TRECHO:

::::

HÉLIO SILVIO OUREM CAMPOS

Recentemente foi realizado, no Estado de Pernambuco, um grande Congresso Internacional sobre Direito Administrativo, Constitucional, Tributário e Teoria Geral; isto com a participação de Juristas de todo o mundo, particularmente dos vários Estados do Brasil, da Alemanha, da Itália e dos Estados Unidos da América do Norte.

Nele, muito foi dito sobre os princípios orientadores da aplicação do Direito.

E é exatamente sobre este assunto que escrevo mais adiante.

Tenho comigo que, em havendo uma ciência jurídica, ela precisa ser uma ciência prática.2 Os antigos romanos tinham consciência disto, e foram os seus fundadores. Mais: com o seu Direito conseguiram construir uma das mais instigantes e poderosas civilizações.

É verdade que uma Jurisprudência verdadeiramente prática não se limita a questões desta ordem. Por isto, penso que, mesmo devendo ser prática, não se deve ater simplesmente neste ponto de vista.

A sua dinamicidade implica pois nas seguintes constatações:

a) a prática diária constrói e reconstrói raciocínios e interpretações. Quem, em seu dia a dia, ou após um longo tempo, não passou por esta experiência.

b) o homem médio sabe que o conhecimento teórico amplia os seus horizontes, as suas perspectivas, e também é capaz de modificá-lo por dentro e alterar-lhe as ações.

Dito isto, reproduzo parte de um artigo que escrevi quando ainda cursava o Mestrado na Faculdade de Direito do Recife, nos idos de 1992.3 Nesta época, ainda estavam em mim muito presentes os constantes argumentos de escape ao Texto Constitucional/88, pois se afirmava que quase tudo que nele se encontrava continuava a depender de regulamentação, e, por conseguinte, não passava de um mero discurso político.
É o teor do meu artigo:

"Sendo a Constituição, marcadamente, um Estatuto jurídico do político, dá-se a penetração no plano jurídico de valores que se transformam em princípios, e que, de certo modo, denotam uma aspiração popular exteriorizada (Estado Democrático de Direito), embora a sua concreção possa não coincidir com a vontade da maioria.

::::

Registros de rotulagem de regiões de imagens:
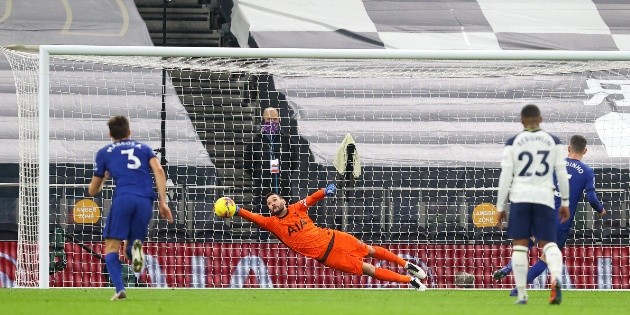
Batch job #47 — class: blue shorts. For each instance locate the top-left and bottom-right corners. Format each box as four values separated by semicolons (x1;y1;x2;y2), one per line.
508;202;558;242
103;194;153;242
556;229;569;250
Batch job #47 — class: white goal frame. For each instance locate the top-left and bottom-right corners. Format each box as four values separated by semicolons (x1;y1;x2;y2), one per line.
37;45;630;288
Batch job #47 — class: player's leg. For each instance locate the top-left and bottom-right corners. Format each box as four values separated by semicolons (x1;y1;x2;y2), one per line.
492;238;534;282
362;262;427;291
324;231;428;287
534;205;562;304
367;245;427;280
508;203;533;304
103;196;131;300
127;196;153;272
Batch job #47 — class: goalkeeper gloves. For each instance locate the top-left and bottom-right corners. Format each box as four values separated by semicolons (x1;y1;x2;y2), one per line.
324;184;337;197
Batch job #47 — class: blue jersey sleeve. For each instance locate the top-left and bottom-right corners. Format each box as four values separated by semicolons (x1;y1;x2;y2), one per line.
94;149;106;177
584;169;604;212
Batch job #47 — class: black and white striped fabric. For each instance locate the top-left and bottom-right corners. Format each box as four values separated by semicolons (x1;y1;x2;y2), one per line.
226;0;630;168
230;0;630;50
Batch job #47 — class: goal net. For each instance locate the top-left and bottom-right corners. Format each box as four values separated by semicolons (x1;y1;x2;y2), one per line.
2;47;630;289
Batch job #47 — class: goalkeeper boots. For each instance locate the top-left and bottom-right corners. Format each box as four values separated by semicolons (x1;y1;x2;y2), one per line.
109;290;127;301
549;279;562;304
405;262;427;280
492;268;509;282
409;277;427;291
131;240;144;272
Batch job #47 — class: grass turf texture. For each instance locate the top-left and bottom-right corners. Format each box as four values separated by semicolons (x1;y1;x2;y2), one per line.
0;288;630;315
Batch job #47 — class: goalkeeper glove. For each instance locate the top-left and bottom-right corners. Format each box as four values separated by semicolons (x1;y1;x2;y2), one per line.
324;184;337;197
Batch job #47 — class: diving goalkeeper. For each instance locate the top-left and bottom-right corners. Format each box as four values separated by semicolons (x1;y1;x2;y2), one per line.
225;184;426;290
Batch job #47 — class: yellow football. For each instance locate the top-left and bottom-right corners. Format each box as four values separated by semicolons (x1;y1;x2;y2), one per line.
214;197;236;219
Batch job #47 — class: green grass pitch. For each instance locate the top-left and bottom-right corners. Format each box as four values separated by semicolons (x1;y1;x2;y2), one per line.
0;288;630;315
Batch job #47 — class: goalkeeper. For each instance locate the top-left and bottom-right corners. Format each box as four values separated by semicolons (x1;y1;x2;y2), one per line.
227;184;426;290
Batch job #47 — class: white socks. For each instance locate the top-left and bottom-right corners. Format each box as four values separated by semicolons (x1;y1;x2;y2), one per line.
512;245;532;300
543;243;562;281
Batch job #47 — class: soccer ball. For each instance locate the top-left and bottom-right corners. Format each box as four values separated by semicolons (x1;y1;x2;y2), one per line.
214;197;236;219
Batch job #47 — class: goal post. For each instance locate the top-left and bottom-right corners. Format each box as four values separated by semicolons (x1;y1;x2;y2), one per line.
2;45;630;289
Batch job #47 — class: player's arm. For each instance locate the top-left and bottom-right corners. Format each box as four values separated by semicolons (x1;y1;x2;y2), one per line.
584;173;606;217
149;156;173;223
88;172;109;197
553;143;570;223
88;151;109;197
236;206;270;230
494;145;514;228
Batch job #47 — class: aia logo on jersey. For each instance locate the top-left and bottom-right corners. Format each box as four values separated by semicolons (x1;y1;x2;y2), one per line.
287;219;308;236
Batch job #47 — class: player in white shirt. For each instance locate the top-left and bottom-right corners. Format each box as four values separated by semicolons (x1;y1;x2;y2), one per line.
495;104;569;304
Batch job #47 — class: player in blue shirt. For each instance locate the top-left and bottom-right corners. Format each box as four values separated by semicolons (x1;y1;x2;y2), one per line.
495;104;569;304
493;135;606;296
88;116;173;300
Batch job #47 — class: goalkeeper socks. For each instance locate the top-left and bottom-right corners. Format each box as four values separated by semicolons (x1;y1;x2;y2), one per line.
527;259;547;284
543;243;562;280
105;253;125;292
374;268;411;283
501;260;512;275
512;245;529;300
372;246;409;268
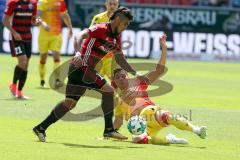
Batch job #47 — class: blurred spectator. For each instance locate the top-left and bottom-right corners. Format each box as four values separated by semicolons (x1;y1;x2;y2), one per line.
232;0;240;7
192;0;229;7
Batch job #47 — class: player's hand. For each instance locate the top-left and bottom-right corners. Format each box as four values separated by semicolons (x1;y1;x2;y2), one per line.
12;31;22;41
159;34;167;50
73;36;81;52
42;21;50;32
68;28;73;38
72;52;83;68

::::

SUAS TAREFAS:
1. Segundo o trecho sobre os princípios do Direito, em qual estado brasileiro foi realizado o Congresso Internacional mencionado?
2. Dê continuidade ao trecho sobre os princípios do Direito, começando logo após a última frase apresentada.

RESPOSTAS ÀS TAREFAS:
1. No Estado de Pernambuco.

2.
No trabalho do intérprete, a isto se pondere sem que se leve a jurisprudência a constituir mosaico de várias cores, pois é necessários um mínimo de segurança.
Assim, o arco da generalidade da norma constitucional deve servir ao atualismo, e não a um historicismo decadente, não se esquecendo, portanto, do controle razoável do que ocorre nas ruas.

Sendo a linguagem diretiva a que mais importa ao Jurista, não cabe um sono profundo quanto à realidade. Sono profundo é morte e lidamos com a mais viva de todas as ciências.

Daí, podermos afirmar que a verdadeira obediência aos princípios jurídicos depende a atesta o grau de amadurecimento social.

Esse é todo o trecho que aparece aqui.